> [Qué debes hacer]:
Devuelve, por favor, cada línea de las entradas que contenga la palabra "tree". Se distinguen mayúsculas y minúsculas.

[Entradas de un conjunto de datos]
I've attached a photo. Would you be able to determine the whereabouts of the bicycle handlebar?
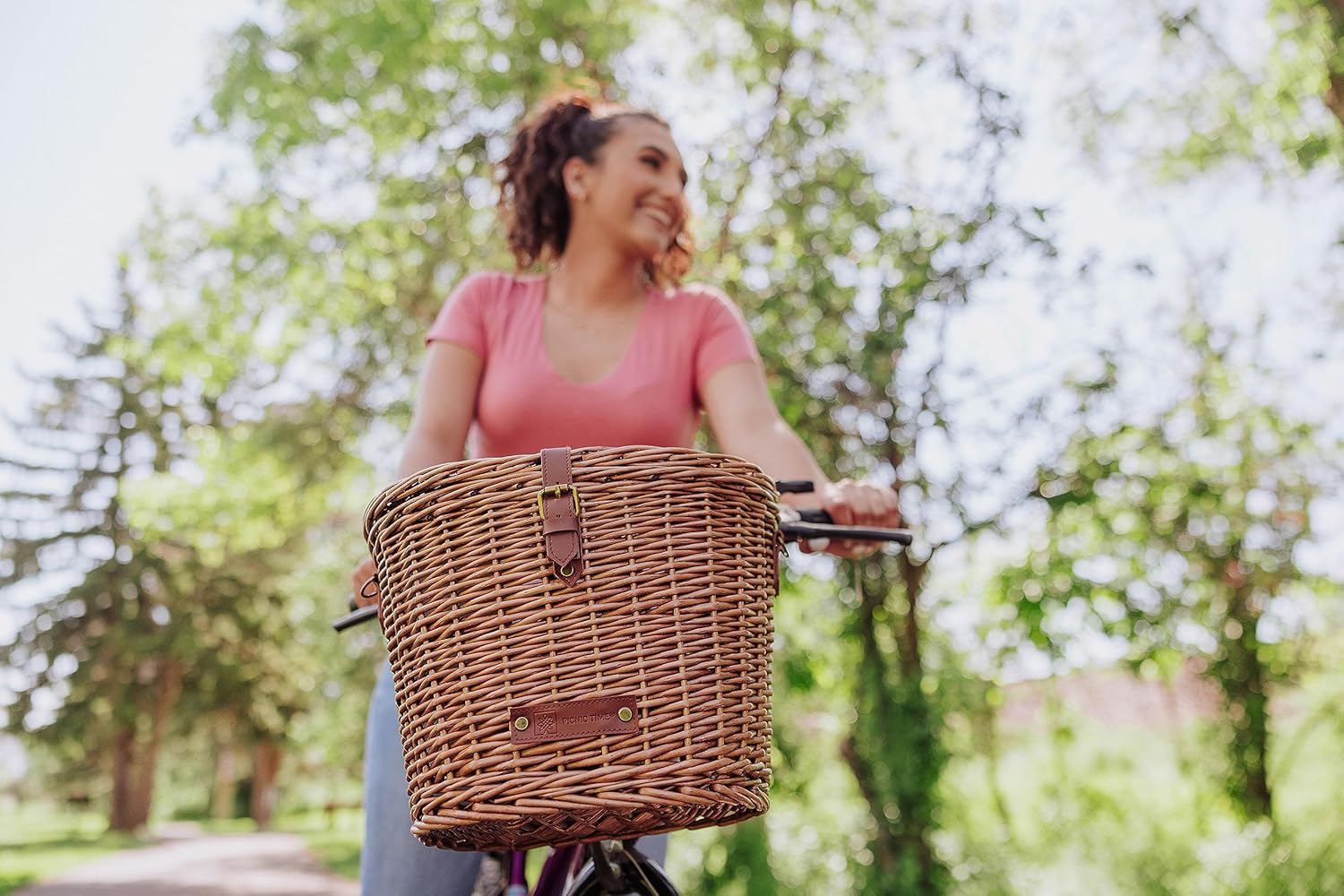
[332,479,913,632]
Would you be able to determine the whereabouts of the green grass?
[0,806,142,896]
[276,809,365,880]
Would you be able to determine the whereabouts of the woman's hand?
[349,557,383,607]
[804,479,900,559]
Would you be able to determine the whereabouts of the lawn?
[0,806,142,896]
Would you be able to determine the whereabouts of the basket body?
[366,447,779,850]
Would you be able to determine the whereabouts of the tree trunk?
[252,740,281,828]
[841,556,949,896]
[108,726,136,831]
[210,734,238,820]
[1211,582,1274,818]
[132,659,182,828]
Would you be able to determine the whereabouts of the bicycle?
[333,467,911,896]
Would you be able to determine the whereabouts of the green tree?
[142,0,1048,892]
[0,269,191,831]
[999,314,1344,818]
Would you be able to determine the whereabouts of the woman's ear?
[561,156,591,202]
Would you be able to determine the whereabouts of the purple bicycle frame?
[504,844,583,896]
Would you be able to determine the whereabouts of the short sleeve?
[695,286,761,385]
[425,274,492,358]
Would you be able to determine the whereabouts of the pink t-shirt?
[425,271,760,457]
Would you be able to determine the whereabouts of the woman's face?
[570,116,685,258]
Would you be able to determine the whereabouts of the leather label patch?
[508,697,639,745]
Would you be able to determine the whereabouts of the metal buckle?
[537,482,580,520]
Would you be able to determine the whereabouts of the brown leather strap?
[540,447,583,584]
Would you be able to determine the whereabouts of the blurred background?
[0,0,1344,896]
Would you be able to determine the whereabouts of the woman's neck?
[546,234,647,312]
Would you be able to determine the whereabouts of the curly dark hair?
[499,94,693,286]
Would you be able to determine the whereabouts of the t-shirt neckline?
[532,274,656,388]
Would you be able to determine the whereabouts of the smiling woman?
[354,95,900,895]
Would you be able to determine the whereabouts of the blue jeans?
[359,664,668,896]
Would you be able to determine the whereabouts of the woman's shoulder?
[664,282,737,314]
[453,270,542,304]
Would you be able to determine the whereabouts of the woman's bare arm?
[701,361,900,556]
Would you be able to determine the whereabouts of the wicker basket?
[365,447,779,850]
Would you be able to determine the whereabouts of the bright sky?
[0,0,254,413]
[0,0,1344,679]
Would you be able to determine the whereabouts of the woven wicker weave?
[365,447,779,850]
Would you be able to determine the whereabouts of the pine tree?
[0,266,183,831]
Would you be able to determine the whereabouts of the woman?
[354,95,900,896]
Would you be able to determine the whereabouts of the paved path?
[15,831,359,896]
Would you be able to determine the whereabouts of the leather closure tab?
[508,697,640,745]
[537,447,583,584]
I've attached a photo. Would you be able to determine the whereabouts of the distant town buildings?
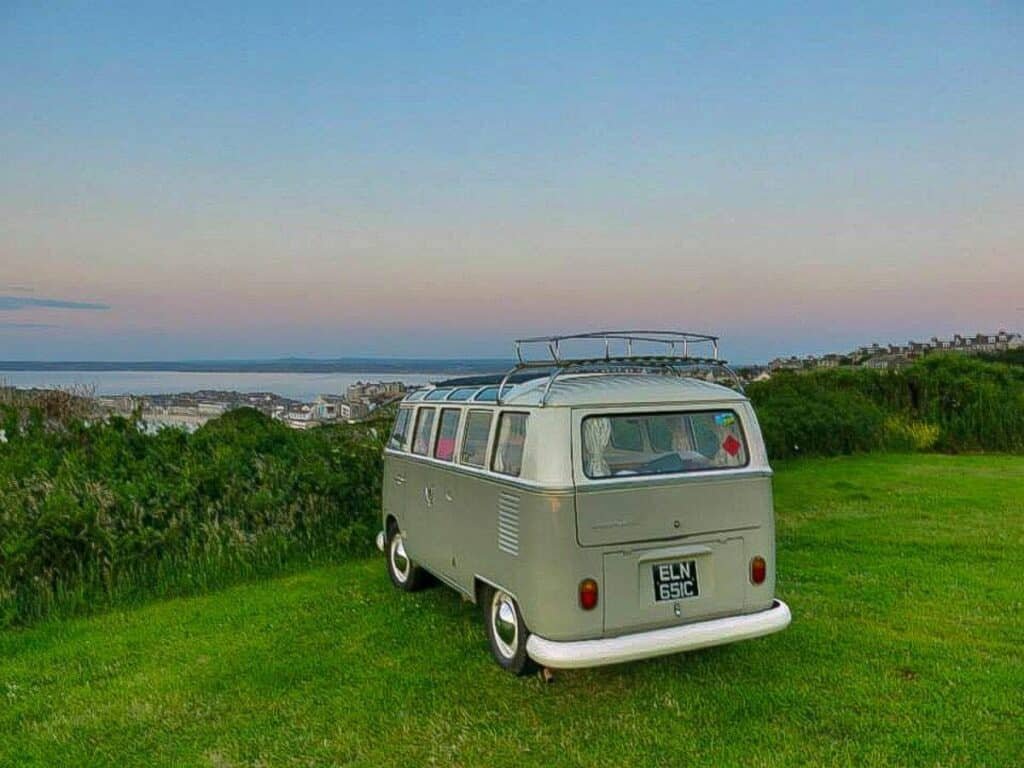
[96,381,406,431]
[768,331,1024,372]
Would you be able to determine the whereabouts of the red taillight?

> [Respuesta del ejercicio]:
Would you be able to determine the whereabouts of the tree trunk?
Would you be able to determine the whereabouts of the green tree?
Would you be able to determine the whereabouts of the pine tree?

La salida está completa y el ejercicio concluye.